AIM OF THE EXERCISE: Convert every line of the rows below into a JSON list of strings, one string per line, leaving out any blank lines.

(Data extracted from a collection)
:::
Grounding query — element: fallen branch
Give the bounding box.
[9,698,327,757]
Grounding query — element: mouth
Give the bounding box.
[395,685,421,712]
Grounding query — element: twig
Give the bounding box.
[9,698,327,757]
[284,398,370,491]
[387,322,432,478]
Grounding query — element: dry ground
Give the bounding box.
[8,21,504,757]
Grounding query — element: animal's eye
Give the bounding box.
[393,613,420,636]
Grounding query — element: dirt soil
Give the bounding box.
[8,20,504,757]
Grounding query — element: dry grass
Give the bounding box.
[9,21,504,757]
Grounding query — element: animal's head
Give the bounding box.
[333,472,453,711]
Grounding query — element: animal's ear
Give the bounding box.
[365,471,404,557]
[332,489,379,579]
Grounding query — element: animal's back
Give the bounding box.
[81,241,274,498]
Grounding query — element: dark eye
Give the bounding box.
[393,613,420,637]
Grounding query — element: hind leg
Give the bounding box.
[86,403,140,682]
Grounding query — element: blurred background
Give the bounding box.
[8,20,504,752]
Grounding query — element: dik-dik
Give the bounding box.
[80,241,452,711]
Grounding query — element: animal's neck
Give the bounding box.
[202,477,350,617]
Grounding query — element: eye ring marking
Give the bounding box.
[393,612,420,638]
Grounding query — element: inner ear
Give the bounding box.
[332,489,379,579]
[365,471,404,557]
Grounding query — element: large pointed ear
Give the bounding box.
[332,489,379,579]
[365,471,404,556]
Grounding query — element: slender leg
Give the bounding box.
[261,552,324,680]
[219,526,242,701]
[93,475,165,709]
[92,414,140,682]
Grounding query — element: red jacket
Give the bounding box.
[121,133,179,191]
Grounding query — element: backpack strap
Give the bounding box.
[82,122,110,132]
:::
THE OUTPUT:
[
  "Grounding query — element: fallen branch",
  "Give the bounding box.",
  "[9,698,327,757]",
  "Grounding query — element: mouth",
  "Give the bounding box.",
  "[395,685,421,712]",
  "Grounding query — element: twig",
  "Give the bounding box.",
  "[9,698,327,757]",
  "[284,398,370,491]",
  "[387,322,432,478]",
  "Grounding query — element: dry ground",
  "Give the bounding box.",
  "[8,21,504,757]",
  "Grounding query — element: animal's eye",
  "Give the bounding box.",
  "[393,613,420,636]",
  "Grounding query — element: dirt soil",
  "Give the bounding box.",
  "[8,20,504,757]",
  "Grounding query — element: dry grass",
  "Give the bounding box.",
  "[9,21,504,757]",
  "Grounding query — element: animal's head",
  "Give the bounding box.",
  "[333,472,453,711]",
  "Grounding query — element: animal's ear",
  "Give the bounding box.",
  "[365,471,404,557]",
  "[332,489,379,579]",
  "Grounding query — element: animal's back",
  "Give the bounding box.",
  "[81,241,274,498]",
  "Grounding query — element: dark eye",
  "Give the bounding box.",
  "[393,613,420,637]",
  "Grounding query — element: hind leg",
  "Give the bounding box.",
  "[86,403,140,682]",
  "Grounding query — element: blurred background",
  "Give the bounding box.",
  "[8,20,504,752]",
  "Grounding query — element: dik-dik",
  "Give the bounding box.",
  "[80,241,452,711]",
  "Grounding query — element: animal's neck",
  "Give the bounding box.",
  "[202,477,350,617]",
  "Grounding query — element: eye ring marking",
  "Give the bounding box.",
  "[393,612,420,638]",
  "Grounding query — element: inner ear",
  "Give the bounding box.",
  "[332,489,379,579]",
  "[365,471,404,557]",
  "Grounding query — element: large pointed ear",
  "Give the bounding box.",
  "[332,489,379,579]",
  "[365,471,404,556]",
  "Grounding query — element: slender leg",
  "Give the bounding box.",
  "[261,552,324,680]",
  "[219,526,242,701]",
  "[93,475,165,709]",
  "[92,414,140,682]",
  "Grounding query — element: red jacket",
  "Give the bounding box.",
  "[121,133,179,191]",
  "Grounding query — element: backpack strap",
  "Give the bounding box.",
  "[82,122,110,132]"
]